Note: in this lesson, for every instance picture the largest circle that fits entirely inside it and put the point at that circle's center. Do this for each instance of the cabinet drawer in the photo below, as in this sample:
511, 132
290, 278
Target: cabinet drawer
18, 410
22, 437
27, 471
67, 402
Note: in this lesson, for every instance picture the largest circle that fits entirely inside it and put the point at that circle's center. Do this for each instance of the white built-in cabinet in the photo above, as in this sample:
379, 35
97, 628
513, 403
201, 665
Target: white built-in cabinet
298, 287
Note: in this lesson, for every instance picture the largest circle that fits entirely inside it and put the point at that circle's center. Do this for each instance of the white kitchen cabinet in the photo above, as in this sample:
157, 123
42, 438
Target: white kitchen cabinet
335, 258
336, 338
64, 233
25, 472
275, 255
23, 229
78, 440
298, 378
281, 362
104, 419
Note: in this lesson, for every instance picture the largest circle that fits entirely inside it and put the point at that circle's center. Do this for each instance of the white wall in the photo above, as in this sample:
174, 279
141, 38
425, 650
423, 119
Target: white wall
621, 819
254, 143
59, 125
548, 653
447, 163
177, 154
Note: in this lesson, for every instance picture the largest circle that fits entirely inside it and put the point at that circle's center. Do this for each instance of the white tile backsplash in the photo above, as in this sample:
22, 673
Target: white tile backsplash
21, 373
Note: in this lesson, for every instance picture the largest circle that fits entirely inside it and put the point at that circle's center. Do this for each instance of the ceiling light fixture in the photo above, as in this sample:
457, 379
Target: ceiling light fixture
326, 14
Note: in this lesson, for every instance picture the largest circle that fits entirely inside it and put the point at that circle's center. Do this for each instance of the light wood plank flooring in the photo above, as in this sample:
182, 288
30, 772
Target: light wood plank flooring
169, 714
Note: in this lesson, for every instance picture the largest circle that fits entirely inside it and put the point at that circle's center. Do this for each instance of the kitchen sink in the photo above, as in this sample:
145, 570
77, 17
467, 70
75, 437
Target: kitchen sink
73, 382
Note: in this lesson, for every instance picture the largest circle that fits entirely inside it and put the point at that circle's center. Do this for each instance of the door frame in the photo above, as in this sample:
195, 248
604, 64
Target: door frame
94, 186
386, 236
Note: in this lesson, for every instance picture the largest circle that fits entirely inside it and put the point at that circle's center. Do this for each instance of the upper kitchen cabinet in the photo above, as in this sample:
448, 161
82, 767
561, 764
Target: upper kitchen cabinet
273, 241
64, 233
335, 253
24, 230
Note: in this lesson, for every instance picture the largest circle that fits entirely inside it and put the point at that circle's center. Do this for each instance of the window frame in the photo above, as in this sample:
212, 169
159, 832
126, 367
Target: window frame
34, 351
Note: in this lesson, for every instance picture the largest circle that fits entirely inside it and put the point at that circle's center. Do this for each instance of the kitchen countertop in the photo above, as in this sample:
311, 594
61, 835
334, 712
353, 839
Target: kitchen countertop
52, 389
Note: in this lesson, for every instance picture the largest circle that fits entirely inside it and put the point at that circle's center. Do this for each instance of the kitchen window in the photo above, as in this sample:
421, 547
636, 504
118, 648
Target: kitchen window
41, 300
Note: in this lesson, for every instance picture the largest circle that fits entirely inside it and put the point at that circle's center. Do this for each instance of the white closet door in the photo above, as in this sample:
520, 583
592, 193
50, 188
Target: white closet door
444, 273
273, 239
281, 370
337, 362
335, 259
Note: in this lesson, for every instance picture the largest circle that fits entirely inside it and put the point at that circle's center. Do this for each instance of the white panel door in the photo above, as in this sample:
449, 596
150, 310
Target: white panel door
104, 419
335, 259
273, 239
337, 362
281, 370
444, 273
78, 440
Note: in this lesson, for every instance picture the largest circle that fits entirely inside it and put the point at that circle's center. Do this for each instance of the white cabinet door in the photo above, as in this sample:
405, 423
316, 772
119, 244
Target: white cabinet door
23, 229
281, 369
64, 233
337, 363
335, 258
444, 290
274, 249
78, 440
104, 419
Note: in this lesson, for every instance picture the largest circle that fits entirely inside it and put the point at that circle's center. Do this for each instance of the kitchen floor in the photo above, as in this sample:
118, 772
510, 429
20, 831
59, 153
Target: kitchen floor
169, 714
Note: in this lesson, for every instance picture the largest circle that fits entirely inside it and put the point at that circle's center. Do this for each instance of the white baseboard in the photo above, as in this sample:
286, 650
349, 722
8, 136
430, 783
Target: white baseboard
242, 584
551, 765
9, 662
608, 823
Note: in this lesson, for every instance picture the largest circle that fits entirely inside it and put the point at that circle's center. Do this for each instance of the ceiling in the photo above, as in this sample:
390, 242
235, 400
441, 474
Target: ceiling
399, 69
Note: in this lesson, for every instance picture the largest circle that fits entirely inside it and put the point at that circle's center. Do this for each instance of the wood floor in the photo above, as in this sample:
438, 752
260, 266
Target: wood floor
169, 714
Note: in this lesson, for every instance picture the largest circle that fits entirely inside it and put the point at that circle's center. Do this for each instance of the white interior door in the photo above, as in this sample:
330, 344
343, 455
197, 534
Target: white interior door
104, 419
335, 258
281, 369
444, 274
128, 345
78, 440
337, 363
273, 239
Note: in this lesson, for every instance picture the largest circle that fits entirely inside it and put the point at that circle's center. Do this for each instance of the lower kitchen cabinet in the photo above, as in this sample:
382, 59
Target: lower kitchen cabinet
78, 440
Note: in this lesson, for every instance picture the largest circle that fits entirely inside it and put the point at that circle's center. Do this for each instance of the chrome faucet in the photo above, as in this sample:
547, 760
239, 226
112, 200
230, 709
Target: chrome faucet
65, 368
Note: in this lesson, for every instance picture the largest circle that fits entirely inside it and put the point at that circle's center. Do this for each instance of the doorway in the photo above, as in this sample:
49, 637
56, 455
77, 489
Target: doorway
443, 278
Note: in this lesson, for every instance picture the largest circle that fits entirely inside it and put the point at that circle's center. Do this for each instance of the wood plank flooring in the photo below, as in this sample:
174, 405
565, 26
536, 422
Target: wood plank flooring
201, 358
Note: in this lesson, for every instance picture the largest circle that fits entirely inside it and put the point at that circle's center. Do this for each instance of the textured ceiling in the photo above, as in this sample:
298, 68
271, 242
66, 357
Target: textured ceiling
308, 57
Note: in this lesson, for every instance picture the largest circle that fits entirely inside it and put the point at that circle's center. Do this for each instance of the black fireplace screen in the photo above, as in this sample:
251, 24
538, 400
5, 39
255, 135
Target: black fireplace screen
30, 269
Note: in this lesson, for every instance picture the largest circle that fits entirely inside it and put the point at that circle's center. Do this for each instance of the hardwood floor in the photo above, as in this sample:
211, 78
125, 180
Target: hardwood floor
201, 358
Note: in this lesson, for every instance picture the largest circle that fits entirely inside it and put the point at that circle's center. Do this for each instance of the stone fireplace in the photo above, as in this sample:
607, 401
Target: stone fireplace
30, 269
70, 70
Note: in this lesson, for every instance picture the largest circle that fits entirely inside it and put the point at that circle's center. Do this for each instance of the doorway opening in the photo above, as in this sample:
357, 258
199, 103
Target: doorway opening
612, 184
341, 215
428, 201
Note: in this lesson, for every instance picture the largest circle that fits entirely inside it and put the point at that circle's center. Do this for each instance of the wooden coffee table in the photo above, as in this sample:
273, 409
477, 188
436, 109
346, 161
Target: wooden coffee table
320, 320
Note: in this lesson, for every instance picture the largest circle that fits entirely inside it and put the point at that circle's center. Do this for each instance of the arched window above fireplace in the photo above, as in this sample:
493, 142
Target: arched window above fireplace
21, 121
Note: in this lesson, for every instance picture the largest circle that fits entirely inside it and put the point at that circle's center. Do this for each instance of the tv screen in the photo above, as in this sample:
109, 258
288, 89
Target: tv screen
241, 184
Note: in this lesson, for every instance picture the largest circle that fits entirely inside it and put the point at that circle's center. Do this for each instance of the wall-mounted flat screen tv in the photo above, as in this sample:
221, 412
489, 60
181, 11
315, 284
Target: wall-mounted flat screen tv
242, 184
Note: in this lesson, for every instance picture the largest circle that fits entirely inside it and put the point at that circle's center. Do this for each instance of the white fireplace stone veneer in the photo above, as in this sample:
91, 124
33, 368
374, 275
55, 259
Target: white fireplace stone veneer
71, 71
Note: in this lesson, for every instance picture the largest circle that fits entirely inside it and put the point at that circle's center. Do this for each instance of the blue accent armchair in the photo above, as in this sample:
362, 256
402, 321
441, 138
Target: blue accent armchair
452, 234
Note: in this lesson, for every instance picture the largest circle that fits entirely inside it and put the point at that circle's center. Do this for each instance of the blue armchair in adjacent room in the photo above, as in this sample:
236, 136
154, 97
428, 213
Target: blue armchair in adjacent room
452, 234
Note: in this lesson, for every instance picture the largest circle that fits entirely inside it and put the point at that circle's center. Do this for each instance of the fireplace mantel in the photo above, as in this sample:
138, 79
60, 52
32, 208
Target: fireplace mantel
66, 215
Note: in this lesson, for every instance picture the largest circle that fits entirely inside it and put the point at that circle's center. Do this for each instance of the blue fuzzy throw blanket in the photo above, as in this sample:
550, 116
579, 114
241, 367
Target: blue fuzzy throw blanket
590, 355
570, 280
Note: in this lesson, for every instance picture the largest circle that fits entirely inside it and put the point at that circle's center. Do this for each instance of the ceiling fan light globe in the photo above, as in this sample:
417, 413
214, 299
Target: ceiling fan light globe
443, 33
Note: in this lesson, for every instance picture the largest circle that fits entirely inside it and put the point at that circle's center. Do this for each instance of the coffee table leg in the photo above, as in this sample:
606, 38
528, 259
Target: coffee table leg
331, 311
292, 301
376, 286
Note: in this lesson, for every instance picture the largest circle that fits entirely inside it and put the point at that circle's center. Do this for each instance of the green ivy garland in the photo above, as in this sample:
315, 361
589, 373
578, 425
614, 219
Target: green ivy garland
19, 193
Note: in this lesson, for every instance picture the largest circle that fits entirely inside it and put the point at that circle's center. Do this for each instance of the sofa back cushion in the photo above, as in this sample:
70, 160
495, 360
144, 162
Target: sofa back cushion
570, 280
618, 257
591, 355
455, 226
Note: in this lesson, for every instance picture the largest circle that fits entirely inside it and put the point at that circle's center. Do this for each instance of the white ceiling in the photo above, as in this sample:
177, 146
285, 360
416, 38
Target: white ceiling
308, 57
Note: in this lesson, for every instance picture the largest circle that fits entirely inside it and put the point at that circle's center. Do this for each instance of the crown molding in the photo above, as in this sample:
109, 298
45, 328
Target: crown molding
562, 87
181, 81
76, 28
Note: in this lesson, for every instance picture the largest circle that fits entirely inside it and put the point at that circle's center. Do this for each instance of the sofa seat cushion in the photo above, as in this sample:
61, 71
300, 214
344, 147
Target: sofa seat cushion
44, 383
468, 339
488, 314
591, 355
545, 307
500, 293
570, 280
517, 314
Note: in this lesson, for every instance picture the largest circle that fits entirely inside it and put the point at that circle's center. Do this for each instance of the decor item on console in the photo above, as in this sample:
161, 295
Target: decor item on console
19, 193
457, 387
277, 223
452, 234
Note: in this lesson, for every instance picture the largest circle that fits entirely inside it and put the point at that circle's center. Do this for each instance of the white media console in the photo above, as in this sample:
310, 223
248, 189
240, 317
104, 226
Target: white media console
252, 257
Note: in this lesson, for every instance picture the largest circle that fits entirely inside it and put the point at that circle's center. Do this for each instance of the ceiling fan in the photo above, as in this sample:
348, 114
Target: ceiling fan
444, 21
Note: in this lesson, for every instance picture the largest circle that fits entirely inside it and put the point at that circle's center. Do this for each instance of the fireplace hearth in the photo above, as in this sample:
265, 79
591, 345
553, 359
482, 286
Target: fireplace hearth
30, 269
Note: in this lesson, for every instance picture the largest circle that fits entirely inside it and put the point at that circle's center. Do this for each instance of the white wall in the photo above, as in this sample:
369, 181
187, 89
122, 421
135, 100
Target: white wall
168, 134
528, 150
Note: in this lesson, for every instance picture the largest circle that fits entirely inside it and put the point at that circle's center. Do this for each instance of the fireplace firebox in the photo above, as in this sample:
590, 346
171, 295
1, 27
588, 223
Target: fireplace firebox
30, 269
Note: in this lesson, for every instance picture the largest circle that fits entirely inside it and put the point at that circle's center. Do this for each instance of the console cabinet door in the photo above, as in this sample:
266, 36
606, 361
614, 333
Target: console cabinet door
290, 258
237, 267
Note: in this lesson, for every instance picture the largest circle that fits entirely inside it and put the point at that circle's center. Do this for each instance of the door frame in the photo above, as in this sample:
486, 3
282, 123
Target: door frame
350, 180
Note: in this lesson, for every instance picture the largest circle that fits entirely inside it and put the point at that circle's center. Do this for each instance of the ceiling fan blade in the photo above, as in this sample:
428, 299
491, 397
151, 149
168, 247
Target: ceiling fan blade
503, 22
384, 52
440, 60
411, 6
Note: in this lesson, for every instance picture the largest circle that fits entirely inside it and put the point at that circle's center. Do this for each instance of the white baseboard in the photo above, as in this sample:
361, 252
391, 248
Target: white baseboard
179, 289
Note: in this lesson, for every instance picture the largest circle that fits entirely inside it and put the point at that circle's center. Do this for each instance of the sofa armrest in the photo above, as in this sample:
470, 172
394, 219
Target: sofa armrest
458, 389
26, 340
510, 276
########
# SET TASK
Everything from the line containing "fan blade in" to the end of the records must be written out exactly; include both of those lines and no others.

# OUTPUT FOR THIS TASK
Note: in this lesson, for every instance picture the largest circle that fits entirely inside it and put the point at that circle's center. Do this for each instance of the ceiling fan blade in the photo above, as in this sample:
428, 299
491, 397
151, 149
168, 247
Target: ceiling fan blade
503, 22
384, 52
440, 60
411, 6
Note: in this lesson, for every instance picture the largest circle that fits entirely inside it and put the point at that circle's center. Do this for each instance of the white baseboard in the photo above, as in this sample:
361, 252
391, 248
Target: white baseboard
179, 289
Note: in this lesson, for every instance picture the largest circle that fits entirely inside it and put the point at that circle's center. Do this for each instance of the sofa armrest in the photo above, as in this sample:
470, 172
394, 219
Target: sofa armrest
458, 389
26, 340
510, 276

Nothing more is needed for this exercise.